Stored entries
--- START ---

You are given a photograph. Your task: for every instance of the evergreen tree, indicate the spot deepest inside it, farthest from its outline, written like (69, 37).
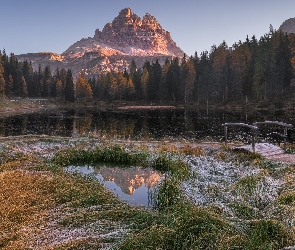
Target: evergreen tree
(69, 87)
(24, 90)
(83, 89)
(28, 74)
(2, 81)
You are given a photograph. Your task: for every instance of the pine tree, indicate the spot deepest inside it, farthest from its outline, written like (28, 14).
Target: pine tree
(24, 90)
(2, 81)
(69, 87)
(83, 89)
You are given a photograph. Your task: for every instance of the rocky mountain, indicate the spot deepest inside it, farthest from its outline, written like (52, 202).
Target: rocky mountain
(128, 37)
(288, 26)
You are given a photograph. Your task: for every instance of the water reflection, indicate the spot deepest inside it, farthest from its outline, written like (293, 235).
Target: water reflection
(136, 125)
(133, 184)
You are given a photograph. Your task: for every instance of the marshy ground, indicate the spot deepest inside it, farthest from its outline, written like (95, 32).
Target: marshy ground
(213, 197)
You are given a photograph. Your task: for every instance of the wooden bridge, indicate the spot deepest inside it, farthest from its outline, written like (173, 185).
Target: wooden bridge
(261, 147)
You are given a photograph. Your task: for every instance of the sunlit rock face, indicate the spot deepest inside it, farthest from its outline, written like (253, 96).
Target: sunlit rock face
(128, 37)
(288, 26)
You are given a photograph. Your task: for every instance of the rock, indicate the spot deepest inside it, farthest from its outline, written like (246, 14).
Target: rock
(126, 38)
(288, 26)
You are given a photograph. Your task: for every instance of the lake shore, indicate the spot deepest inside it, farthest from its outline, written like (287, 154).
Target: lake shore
(49, 208)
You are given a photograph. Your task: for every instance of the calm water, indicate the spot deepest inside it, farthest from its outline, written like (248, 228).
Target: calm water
(136, 125)
(134, 185)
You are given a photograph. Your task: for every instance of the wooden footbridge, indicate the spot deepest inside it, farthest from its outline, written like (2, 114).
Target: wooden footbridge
(257, 147)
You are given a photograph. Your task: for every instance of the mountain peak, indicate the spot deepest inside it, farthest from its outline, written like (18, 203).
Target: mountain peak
(127, 12)
(288, 26)
(126, 38)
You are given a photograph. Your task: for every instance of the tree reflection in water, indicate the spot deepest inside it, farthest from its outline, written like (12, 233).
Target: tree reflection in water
(135, 125)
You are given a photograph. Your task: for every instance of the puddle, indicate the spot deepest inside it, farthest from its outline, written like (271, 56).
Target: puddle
(134, 185)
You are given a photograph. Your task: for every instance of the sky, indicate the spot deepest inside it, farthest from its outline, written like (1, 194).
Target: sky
(30, 26)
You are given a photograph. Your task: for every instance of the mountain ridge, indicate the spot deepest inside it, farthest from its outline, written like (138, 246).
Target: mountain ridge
(128, 37)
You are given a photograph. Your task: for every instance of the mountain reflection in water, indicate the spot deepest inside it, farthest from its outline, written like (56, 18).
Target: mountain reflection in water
(139, 124)
(133, 184)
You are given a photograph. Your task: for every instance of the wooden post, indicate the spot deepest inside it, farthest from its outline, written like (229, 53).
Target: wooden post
(225, 134)
(285, 137)
(253, 140)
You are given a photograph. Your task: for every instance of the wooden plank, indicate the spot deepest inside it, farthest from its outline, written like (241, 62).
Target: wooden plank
(241, 124)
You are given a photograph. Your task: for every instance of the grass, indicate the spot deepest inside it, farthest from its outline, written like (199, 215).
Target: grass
(39, 200)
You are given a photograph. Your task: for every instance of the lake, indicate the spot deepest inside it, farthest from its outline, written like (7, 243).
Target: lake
(157, 124)
(135, 185)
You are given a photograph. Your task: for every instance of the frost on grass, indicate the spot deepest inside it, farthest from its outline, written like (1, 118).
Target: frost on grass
(222, 184)
(52, 234)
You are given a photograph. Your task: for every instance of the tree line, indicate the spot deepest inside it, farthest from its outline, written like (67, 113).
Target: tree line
(253, 70)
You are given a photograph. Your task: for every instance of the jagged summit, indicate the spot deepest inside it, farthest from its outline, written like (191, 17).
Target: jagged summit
(288, 26)
(128, 37)
(128, 34)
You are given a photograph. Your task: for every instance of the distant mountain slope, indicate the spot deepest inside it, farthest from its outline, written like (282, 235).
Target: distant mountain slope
(288, 26)
(126, 38)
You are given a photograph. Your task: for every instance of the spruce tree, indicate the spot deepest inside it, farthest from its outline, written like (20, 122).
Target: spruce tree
(69, 87)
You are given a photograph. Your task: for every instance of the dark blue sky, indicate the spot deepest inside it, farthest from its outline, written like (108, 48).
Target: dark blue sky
(54, 25)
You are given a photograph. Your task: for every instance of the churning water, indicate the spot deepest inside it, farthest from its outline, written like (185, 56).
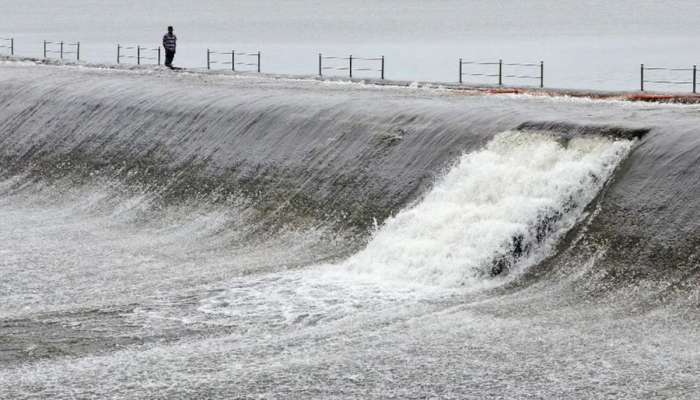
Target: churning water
(202, 236)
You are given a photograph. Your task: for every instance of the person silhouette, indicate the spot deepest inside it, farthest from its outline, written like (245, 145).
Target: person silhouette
(169, 44)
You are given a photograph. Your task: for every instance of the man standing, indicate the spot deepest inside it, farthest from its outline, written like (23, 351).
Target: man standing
(169, 43)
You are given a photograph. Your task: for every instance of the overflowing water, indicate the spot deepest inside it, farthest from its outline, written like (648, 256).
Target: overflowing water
(237, 237)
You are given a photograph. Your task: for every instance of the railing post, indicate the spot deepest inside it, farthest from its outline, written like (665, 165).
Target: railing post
(382, 67)
(500, 72)
(460, 71)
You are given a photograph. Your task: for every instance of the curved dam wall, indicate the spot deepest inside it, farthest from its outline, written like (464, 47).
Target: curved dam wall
(350, 156)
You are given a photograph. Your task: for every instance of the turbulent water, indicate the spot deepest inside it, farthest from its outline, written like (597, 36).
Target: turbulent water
(203, 236)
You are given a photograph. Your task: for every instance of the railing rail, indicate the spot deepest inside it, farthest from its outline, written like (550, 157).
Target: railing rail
(8, 43)
(233, 60)
(141, 54)
(350, 66)
(500, 73)
(669, 81)
(59, 48)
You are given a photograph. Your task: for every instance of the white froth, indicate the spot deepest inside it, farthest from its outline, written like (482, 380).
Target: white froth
(452, 236)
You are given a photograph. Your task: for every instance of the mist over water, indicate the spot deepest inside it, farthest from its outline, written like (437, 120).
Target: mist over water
(204, 236)
(585, 44)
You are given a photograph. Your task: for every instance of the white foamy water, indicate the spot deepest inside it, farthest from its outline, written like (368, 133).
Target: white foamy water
(449, 239)
(520, 181)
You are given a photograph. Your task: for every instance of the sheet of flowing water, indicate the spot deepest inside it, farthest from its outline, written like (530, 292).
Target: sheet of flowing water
(112, 298)
(585, 44)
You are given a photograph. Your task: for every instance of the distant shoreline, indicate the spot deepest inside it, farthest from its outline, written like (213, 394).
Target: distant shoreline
(462, 89)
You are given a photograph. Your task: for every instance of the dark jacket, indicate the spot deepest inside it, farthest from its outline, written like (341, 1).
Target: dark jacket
(170, 42)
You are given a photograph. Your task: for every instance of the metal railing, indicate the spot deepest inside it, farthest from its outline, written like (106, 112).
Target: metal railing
(500, 72)
(138, 53)
(233, 61)
(59, 48)
(350, 66)
(692, 82)
(8, 43)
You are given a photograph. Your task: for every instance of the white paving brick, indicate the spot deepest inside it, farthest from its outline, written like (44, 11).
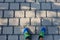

--- END ---

▶ **What is required**: From the first line to the last, please copy the data exactly, with the pictures left out.

▶ **Response area**:
You are given a photograph. Your task: for every instance of the evergreen tree, indicate the spot deepest inside it, farthest from its outline, written like (69, 37).
Target: evergreen tree
(69, 87)
(24, 90)
(83, 89)
(28, 74)
(2, 81)
You are given a photograph. Your task: for every instance of the pine tree, indicate the spot deepest inside it, farthest from its outline, written like (28, 14).
Target: pine tree
(24, 90)
(2, 81)
(69, 87)
(83, 89)
You are given a photograph. Your task: for every instance of the rocky mountain, indicate the spot deepest inside it, farthest from its outline, written like (52, 202).
Target: rocky mountain
(128, 37)
(288, 26)
You are given a photograph. Your task: for every instance of the water reflection, indicate the spot deepest inside it, farthest from its outline, written like (293, 235).
Target: water reflection
(136, 125)
(133, 184)
You are given a photograph. Your task: for every instance of the marshy ground, indicate the spot deepest inside it, farthest from its outline, written like (95, 32).
Target: marshy ground
(213, 197)
You are given a photograph. Your task: for every instance of the wooden bridge, indicate the spot deepest inside it, farthest from its outline, written like (173, 185).
Target: wooden bridge
(261, 147)
You are given a photograph. Your task: for every instance of the sunlit rock face, indicate the spot deepest inside it, farthest from its outline, written like (253, 96).
Target: sunlit rock face
(128, 37)
(288, 26)
You are given a photograph. Your task: for every instance of the rock, indicate the spot deepest inside it, farthest from its outline, written like (246, 14).
Target: rock
(126, 38)
(288, 26)
You are given a photograph. Your task: for every instance of the lake shore, indicate the spot deepest inside it, farthest from its outline, written like (287, 154).
Target: lake shore
(49, 208)
You are given a photograph. Your task: for every instance of the calm water, indicate the spot deepest inside it, farthest from its outline, written like (248, 228).
Target: calm water
(136, 125)
(134, 185)
You are given a photograph. Your task: for every instance of the wooden footbridge, indicate the spot deepest inside it, farthest from its outline, written like (2, 114).
Target: wooden footbridge
(257, 147)
You are given a photograph. Your task: for every instance of the mountain peak, indicate the spot deepest inside it, farthest from its outline, written like (18, 203).
Target: mountain peak
(127, 12)
(288, 26)
(126, 38)
You are given a photograph. Your task: for every instance of the tree reflection in water, indicate the spot deepest inside it, farthest from its outline, written like (12, 233).
Target: tree reflection in water
(135, 125)
You are given a photograph. Your task: for every instance of the puddle, indicate the spot deepest inside it, farthest from its outline, written like (271, 56).
Target: puddle
(134, 185)
You are given a photograph. Your task: for every instance of the sky, indicate the spot deepest inside it, farthest from its outline, written like (1, 194).
Target: sky
(30, 26)
You are given a photograph. Your task: for every instance of the mountain ridge, indicate the spot deepest inside it, farthest from its outline, written like (138, 246).
Target: mountain ridge
(128, 37)
You are given a photograph. Your task: for every instance of the mountain reflection in water, indicate the spot deepest inside it, farthest from its outline, written like (56, 18).
Target: mountain reflection in water
(139, 124)
(133, 184)
You are given a photograph. Your task: for every instance of the wooden post, indicate the spot deepest inside it, farthest from its outline, written like (229, 53).
Target: wooden post
(225, 134)
(285, 137)
(253, 140)
You are given a photograph. Your task: for every instance of the wooden plank, indicate the spot deepest inside it, farthest from its outline, written like (241, 62).
Target: wooden plank
(241, 124)
You are given a photograph. Your task: for every instance of the grass, indicate the spot deepest inside it, farthest from its outline, written like (199, 215).
Target: grass
(39, 200)
You are given a photograph. Your task: for every instance of the lake, indicate the spot deepest inside it, farthest from its outline, written like (7, 243).
Target: lake
(157, 124)
(135, 185)
You are given a photograph. Your task: for every instance of the frost on grass, indicate the spot deepest inside it, farthest from its outline, written like (1, 118).
Target: frost on grass
(222, 184)
(52, 234)
You are given a photograph. Your task: for every instance of the tree line, indicate the spot deepest inside it, farthest from its outline, written like (67, 113).
Target: tree line
(253, 70)
You are given a photograph. Your task: for every instance of the jagged summit, indicate the spot deepest inside it, farthest from its outline, written like (191, 17).
Target: jagged summit
(288, 26)
(128, 37)
(128, 34)
You are given a photograph. Your task: for every instance of the distant mountain slope, indicate the spot deepest inside it, farthest from its outline, written like (282, 235).
Target: distant mountain slope
(288, 26)
(126, 38)
You are given a photograph. Your task: for every instance of the spruce tree, indicate the spot deepest inside it, farthest from its outline, written like (20, 122).
Target: spruce tree
(69, 87)
You are given a photograph. Your task: for every instance of the dark blue sky, indicate the spot deepest inside it, farthest from its outline, written like (108, 48).
Target: dark blue sky
(54, 25)
You are given a photograph. Your task: for every instance of the churning water, indicate the spot deepest inside it, farthest from its outline, written like (185, 56).
Target: churning water
(202, 236)
You are given a photograph. Your task: for every instance of the person silhouette, indicate the spot deepest inside it, farthest from its outline, written like (245, 145).
Target: person silhouette
(169, 44)
You are given a photograph. Your task: for every instance of the man standing, indicate the spot deepest inside it, farthest from its outline, written like (23, 351).
Target: man standing
(169, 43)
You are given a photograph. Your task: for every instance of the overflowing water, indicate the spot deepest inside it, farthest from its outline, written like (648, 256).
Target: overflowing water
(237, 237)
You are given a photograph. Your task: for every instance of the railing post, indicate the spot deepest inside it, farthest from its outline, written like (665, 165).
Target: railing post
(382, 67)
(500, 72)
(460, 71)
You are given a photograph. Your task: for every instance of the curved dam wall, indicate the spot deepest inside it, farthest from its outline, written like (464, 47).
Target: curved dam wall
(350, 156)
You are given a photograph. Your task: for every instance of the turbulent water, indicate the spot deepest inside it, farthest from its outline, written like (597, 36).
Target: turbulent water
(203, 236)
You are given a photograph. Your task: for every instance of the railing rail, indicate the spot deepest inside it, farthest from its outline, written like (550, 157).
Target: railing rail
(8, 43)
(233, 60)
(141, 54)
(350, 66)
(500, 73)
(669, 81)
(59, 48)
You are given a photograph. Your task: for every instance of the white froth, indicate the spot deepest inside it, farthest from its outline, written like (482, 380).
Target: white froth
(452, 236)
You are given a photograph. Your task: for every instance of the mist over water, indicate the spot deepest inside it, farthest from its outline, written like (437, 120).
Target: mist over water
(204, 236)
(585, 44)
You are given a photograph. Your task: for every instance of the white foamy water, indicate the spot deepest inside it, farthest from its outline, written like (368, 133).
Target: white foamy water
(449, 239)
(520, 181)
You are given a photograph. Your task: for every instance of the sheet of flowing water, indicate the spot deepest inside it, farthest from its outline, written like (530, 292).
Target: sheet of flowing water
(112, 298)
(585, 44)
You are given a photograph. Your task: for every instance of the distant shoreline, indicate the spot deepest inside it, farthest from its outline, written like (213, 394).
Target: distant shoreline
(462, 89)
You are given a photograph. Your task: for every instance of the dark jacket, indicate the spot deepest inside it, farthest from its outline, written like (341, 1).
Target: dark jacket
(170, 42)
You are given a photograph. Your task: for every instance of the metal railing, indicate the spot deepest inside it, farthest from its outline, written like (106, 112).
Target: metal railing
(500, 72)
(138, 53)
(233, 61)
(59, 48)
(350, 66)
(692, 82)
(8, 43)
You are given a photograph. Your task: for every instance of the white paving brick, indicate the spot deepest inside it, farthest from its outline, written like (44, 11).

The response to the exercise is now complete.